(Beginning of The data)

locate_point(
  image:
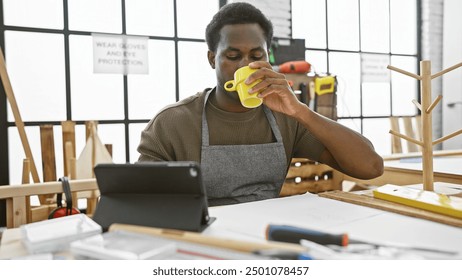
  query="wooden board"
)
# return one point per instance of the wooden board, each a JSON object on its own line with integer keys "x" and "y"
{"x": 365, "y": 199}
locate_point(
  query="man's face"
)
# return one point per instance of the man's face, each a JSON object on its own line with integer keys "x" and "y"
{"x": 239, "y": 45}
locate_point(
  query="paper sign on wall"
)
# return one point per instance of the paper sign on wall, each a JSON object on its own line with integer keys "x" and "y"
{"x": 374, "y": 68}
{"x": 120, "y": 54}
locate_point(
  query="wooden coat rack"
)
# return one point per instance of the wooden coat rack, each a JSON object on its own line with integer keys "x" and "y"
{"x": 426, "y": 108}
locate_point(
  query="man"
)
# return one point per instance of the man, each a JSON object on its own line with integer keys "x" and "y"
{"x": 245, "y": 153}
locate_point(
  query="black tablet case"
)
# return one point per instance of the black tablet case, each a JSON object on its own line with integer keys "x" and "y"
{"x": 156, "y": 194}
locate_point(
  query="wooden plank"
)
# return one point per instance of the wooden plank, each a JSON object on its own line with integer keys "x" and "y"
{"x": 198, "y": 238}
{"x": 17, "y": 116}
{"x": 396, "y": 146}
{"x": 26, "y": 180}
{"x": 409, "y": 131}
{"x": 365, "y": 199}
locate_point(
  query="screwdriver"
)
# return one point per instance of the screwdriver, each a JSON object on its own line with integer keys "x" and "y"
{"x": 292, "y": 234}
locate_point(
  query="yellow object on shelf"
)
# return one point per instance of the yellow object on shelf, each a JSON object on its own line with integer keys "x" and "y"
{"x": 427, "y": 200}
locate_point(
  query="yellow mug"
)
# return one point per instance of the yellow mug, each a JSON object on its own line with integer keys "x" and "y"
{"x": 248, "y": 100}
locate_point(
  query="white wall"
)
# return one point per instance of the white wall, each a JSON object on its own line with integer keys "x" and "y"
{"x": 452, "y": 81}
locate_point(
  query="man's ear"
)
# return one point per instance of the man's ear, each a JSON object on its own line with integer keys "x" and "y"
{"x": 211, "y": 57}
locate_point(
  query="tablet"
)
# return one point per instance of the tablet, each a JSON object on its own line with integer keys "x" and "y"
{"x": 156, "y": 194}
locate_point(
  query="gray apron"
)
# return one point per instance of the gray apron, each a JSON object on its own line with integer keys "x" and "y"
{"x": 241, "y": 173}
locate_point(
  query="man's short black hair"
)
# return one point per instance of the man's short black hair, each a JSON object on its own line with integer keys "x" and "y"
{"x": 236, "y": 13}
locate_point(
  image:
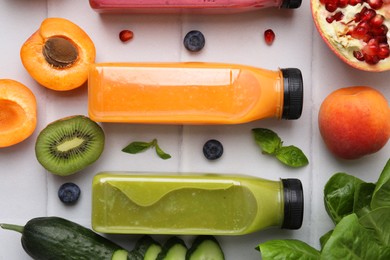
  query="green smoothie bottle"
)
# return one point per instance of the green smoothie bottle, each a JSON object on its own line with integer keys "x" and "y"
{"x": 193, "y": 204}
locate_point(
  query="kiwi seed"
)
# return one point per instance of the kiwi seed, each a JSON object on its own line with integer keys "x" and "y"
{"x": 68, "y": 145}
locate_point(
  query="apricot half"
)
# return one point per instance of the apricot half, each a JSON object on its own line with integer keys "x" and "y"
{"x": 58, "y": 54}
{"x": 356, "y": 31}
{"x": 354, "y": 121}
{"x": 18, "y": 112}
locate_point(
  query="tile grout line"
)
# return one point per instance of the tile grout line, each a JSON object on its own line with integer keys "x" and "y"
{"x": 311, "y": 169}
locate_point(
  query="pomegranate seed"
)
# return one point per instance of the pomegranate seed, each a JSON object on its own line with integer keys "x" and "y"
{"x": 368, "y": 14}
{"x": 358, "y": 17}
{"x": 377, "y": 20}
{"x": 342, "y": 3}
{"x": 360, "y": 32}
{"x": 375, "y": 4}
{"x": 358, "y": 55}
{"x": 336, "y": 17}
{"x": 372, "y": 60}
{"x": 381, "y": 38}
{"x": 269, "y": 36}
{"x": 125, "y": 35}
{"x": 384, "y": 51}
{"x": 372, "y": 48}
{"x": 379, "y": 31}
{"x": 354, "y": 2}
{"x": 331, "y": 7}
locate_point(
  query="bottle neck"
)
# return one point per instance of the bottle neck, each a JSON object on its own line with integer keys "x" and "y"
{"x": 279, "y": 203}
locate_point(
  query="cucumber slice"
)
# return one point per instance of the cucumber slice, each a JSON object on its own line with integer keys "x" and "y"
{"x": 148, "y": 248}
{"x": 120, "y": 255}
{"x": 205, "y": 248}
{"x": 173, "y": 249}
{"x": 152, "y": 252}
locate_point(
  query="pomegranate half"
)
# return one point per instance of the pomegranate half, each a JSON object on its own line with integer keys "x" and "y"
{"x": 356, "y": 31}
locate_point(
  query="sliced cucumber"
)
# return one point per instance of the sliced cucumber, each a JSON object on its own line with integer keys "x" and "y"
{"x": 205, "y": 248}
{"x": 152, "y": 252}
{"x": 148, "y": 248}
{"x": 120, "y": 255}
{"x": 57, "y": 238}
{"x": 173, "y": 249}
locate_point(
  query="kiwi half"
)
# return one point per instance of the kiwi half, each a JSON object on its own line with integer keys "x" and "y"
{"x": 68, "y": 145}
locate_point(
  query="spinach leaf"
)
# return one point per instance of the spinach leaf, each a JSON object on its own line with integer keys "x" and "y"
{"x": 378, "y": 221}
{"x": 325, "y": 238}
{"x": 287, "y": 249}
{"x": 292, "y": 156}
{"x": 339, "y": 195}
{"x": 350, "y": 240}
{"x": 137, "y": 147}
{"x": 270, "y": 143}
{"x": 381, "y": 196}
{"x": 362, "y": 199}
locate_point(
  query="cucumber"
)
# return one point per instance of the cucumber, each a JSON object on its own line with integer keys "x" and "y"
{"x": 57, "y": 238}
{"x": 173, "y": 249}
{"x": 205, "y": 248}
{"x": 148, "y": 247}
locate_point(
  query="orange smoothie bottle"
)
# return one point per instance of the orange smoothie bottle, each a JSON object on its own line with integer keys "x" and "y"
{"x": 192, "y": 93}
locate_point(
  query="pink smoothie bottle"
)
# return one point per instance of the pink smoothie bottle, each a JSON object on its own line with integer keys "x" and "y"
{"x": 189, "y": 6}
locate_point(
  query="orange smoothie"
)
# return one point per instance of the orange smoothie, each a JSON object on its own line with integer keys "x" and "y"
{"x": 189, "y": 93}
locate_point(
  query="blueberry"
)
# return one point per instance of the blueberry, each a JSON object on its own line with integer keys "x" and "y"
{"x": 212, "y": 149}
{"x": 69, "y": 193}
{"x": 194, "y": 41}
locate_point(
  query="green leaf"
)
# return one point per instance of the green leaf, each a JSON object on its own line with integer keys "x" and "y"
{"x": 350, "y": 240}
{"x": 381, "y": 196}
{"x": 287, "y": 249}
{"x": 161, "y": 153}
{"x": 292, "y": 156}
{"x": 137, "y": 147}
{"x": 378, "y": 220}
{"x": 339, "y": 195}
{"x": 362, "y": 198}
{"x": 268, "y": 141}
{"x": 325, "y": 238}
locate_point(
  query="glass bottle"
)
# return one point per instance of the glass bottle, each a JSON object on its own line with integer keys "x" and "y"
{"x": 131, "y": 203}
{"x": 189, "y": 6}
{"x": 192, "y": 93}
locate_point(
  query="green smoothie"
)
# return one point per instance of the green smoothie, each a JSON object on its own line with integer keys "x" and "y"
{"x": 131, "y": 203}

(End of The data)

__Requirement__: Once the images are removed, print the remaining data exactly as it appears above.

__Exercise answer__:
locate_point(
  image:
  query="wooden board"
)
# return one point per instance of the wooden board, each a JSON object on its own line with integer keys "x" and "y"
{"x": 365, "y": 199}
locate_point(
  query="man's face"
)
# return one point per instance of the man's face, each a JSON object on its own line with integer keys "x" and "y"
{"x": 239, "y": 45}
locate_point(
  query="paper sign on wall"
)
# return one point per instance of the paper sign on wall, each a JSON object on its own line with integer keys "x" and "y"
{"x": 374, "y": 68}
{"x": 120, "y": 54}
locate_point(
  query="wooden coat rack"
)
# return one point per instance of the wooden coat rack, each a JSON object on its own line with integer keys "x" and "y"
{"x": 426, "y": 108}
locate_point(
  query="man"
)
# return one point per instance of the man, each a JSON object on its own line with integer keys "x" and "y"
{"x": 245, "y": 153}
locate_point(
  query="black tablet case"
)
# return one point per instance of the black tablet case, each a JSON object on its own line with integer keys "x" and "y"
{"x": 156, "y": 194}
locate_point(
  query="wooden plank"
)
# return one point per instance of the wooden plank, each a JSON object on its own line with integer keys "x" and "y"
{"x": 198, "y": 238}
{"x": 17, "y": 116}
{"x": 396, "y": 146}
{"x": 26, "y": 180}
{"x": 409, "y": 131}
{"x": 365, "y": 199}
locate_point(
  query="screwdriver"
)
# return one point per instance of the screwdriver, each a JSON object on its own line with integer keys "x" and "y"
{"x": 292, "y": 234}
locate_point(
  query="yellow object on shelf"
)
# return one point per instance of the yellow object on shelf, each a JSON object on its own line with integer keys "x" and "y"
{"x": 427, "y": 200}
locate_point(
  query="yellow mug"
)
# return one point per instance of the yellow mug, each a JSON object on its own line with integer keys "x" and "y"
{"x": 248, "y": 100}
locate_point(
  query="white wall"
)
# return one point per instance of the white wall, each a JSON object on its own line with integer keys "x" and "y"
{"x": 452, "y": 81}
locate_point(
  query="man's ear"
)
# return one point per instance of the man's ear, each a JSON object on its own line with integer keys "x" and "y"
{"x": 211, "y": 57}
locate_point(
  query="tablet"
)
# return one point per instance of the tablet, each a JSON object on its own line with integer keys "x" and "y"
{"x": 156, "y": 194}
locate_point(
  query="gray apron"
)
# return one point per instance of the gray apron, each a JSON object on its own line with integer keys "x" and "y"
{"x": 241, "y": 173}
locate_point(
  query="man's short black hair"
)
# return one point per instance of the man's short black hair, each a JSON object on its own line with integer keys "x" and "y"
{"x": 236, "y": 13}
locate_point(
  image:
  query="green smoothie bottle"
)
# return one point per instance of the green smoothie bottle, each a JSON object on its own line with integer keys "x" and "y"
{"x": 193, "y": 204}
locate_point(
  query="kiwi seed"
)
# return one point per instance of the kiwi seed, each a JSON object on its own line with integer keys "x" and "y"
{"x": 68, "y": 145}
locate_point(
  query="apricot half"
)
# return one point per instance of the apricot half, each a JSON object on its own line with integer keys "x" and "y"
{"x": 58, "y": 54}
{"x": 356, "y": 31}
{"x": 354, "y": 121}
{"x": 18, "y": 112}
locate_point(
  query="tile grout line"
)
# return one point per instance of the tile grout line, each a JSON object on its own line with integer keys "x" and "y"
{"x": 311, "y": 169}
locate_point(
  query="pomegranate seed"
)
# return one point per instance of the pomegranate seed, each a JSON object on its own line with integer keys "x" and "y"
{"x": 368, "y": 14}
{"x": 358, "y": 17}
{"x": 377, "y": 20}
{"x": 342, "y": 3}
{"x": 360, "y": 32}
{"x": 375, "y": 4}
{"x": 358, "y": 55}
{"x": 336, "y": 17}
{"x": 372, "y": 60}
{"x": 381, "y": 38}
{"x": 269, "y": 36}
{"x": 125, "y": 35}
{"x": 384, "y": 51}
{"x": 372, "y": 48}
{"x": 379, "y": 31}
{"x": 354, "y": 2}
{"x": 331, "y": 7}
locate_point(
  query="bottle neck"
)
# return one point per instance of the bottle neck, each a JSON object on its own line with integer keys "x" and "y"
{"x": 279, "y": 203}
locate_point(
  query="cucumber slice"
)
# return one point per instance of the cucumber slice, each a JSON object on its own line with integer keys "x" and "y"
{"x": 148, "y": 248}
{"x": 120, "y": 255}
{"x": 205, "y": 248}
{"x": 173, "y": 249}
{"x": 152, "y": 252}
locate_point(
  query="pomegranate half"
)
# return one point per instance of the pomegranate half, each a JSON object on its own line with integer keys "x" and "y"
{"x": 356, "y": 31}
locate_point(
  query="sliced cucumber"
)
# return one point per instance of the sliced cucumber, each a JSON object on its own line with integer keys "x" and "y"
{"x": 205, "y": 248}
{"x": 152, "y": 252}
{"x": 148, "y": 248}
{"x": 120, "y": 255}
{"x": 57, "y": 238}
{"x": 173, "y": 249}
locate_point(
  query="kiwi half"
)
# return one point per instance of the kiwi half, each a JSON object on its own line with integer keys "x" and "y"
{"x": 68, "y": 145}
locate_point(
  query="spinach leaf"
)
# return one point per instance of the spinach leaf, each a JSON object on its own line with integer keys "x" and "y"
{"x": 378, "y": 221}
{"x": 325, "y": 238}
{"x": 287, "y": 249}
{"x": 292, "y": 156}
{"x": 339, "y": 195}
{"x": 350, "y": 240}
{"x": 137, "y": 147}
{"x": 270, "y": 143}
{"x": 381, "y": 196}
{"x": 362, "y": 199}
locate_point(
  query="cucumber"
)
# return one point per instance of the cucumber, each a JSON object on its own line with integer keys "x" and "y"
{"x": 57, "y": 238}
{"x": 173, "y": 249}
{"x": 205, "y": 248}
{"x": 148, "y": 247}
locate_point(
  query="orange smoothie bottle"
)
# return one point per instance of the orange smoothie bottle, each a JSON object on its own line with integer keys "x" and "y"
{"x": 192, "y": 93}
locate_point(
  query="pink smoothie bottle"
)
# return one point per instance of the pink smoothie bottle, each a JSON object on its own line with integer keys "x" and "y"
{"x": 189, "y": 6}
locate_point(
  query="orange smoothie"
)
# return one point per instance of the orange smoothie, each a JSON object on its own line with integer keys "x" and "y"
{"x": 189, "y": 93}
locate_point(
  query="blueberry"
)
# return one point per instance of the blueberry, each a JSON object on its own line with integer keys "x" and "y"
{"x": 212, "y": 149}
{"x": 69, "y": 193}
{"x": 194, "y": 41}
locate_point(
  query="green leaf"
)
# return one point per instance of the green leaf, each a JSON object on its own line with integer keys "x" and "y"
{"x": 350, "y": 240}
{"x": 381, "y": 196}
{"x": 287, "y": 249}
{"x": 161, "y": 153}
{"x": 292, "y": 156}
{"x": 137, "y": 147}
{"x": 378, "y": 220}
{"x": 339, "y": 195}
{"x": 362, "y": 198}
{"x": 268, "y": 141}
{"x": 325, "y": 238}
locate_point(
  query="glass bottle"
)
# return one point per instance of the glass bottle, each a JSON object on its own line with integer keys "x" and "y"
{"x": 131, "y": 203}
{"x": 189, "y": 6}
{"x": 192, "y": 93}
locate_point(
  query="green smoothie"
)
# return one point per instance of the green smoothie, each a JSON object on its own line with integer keys "x" and "y"
{"x": 131, "y": 203}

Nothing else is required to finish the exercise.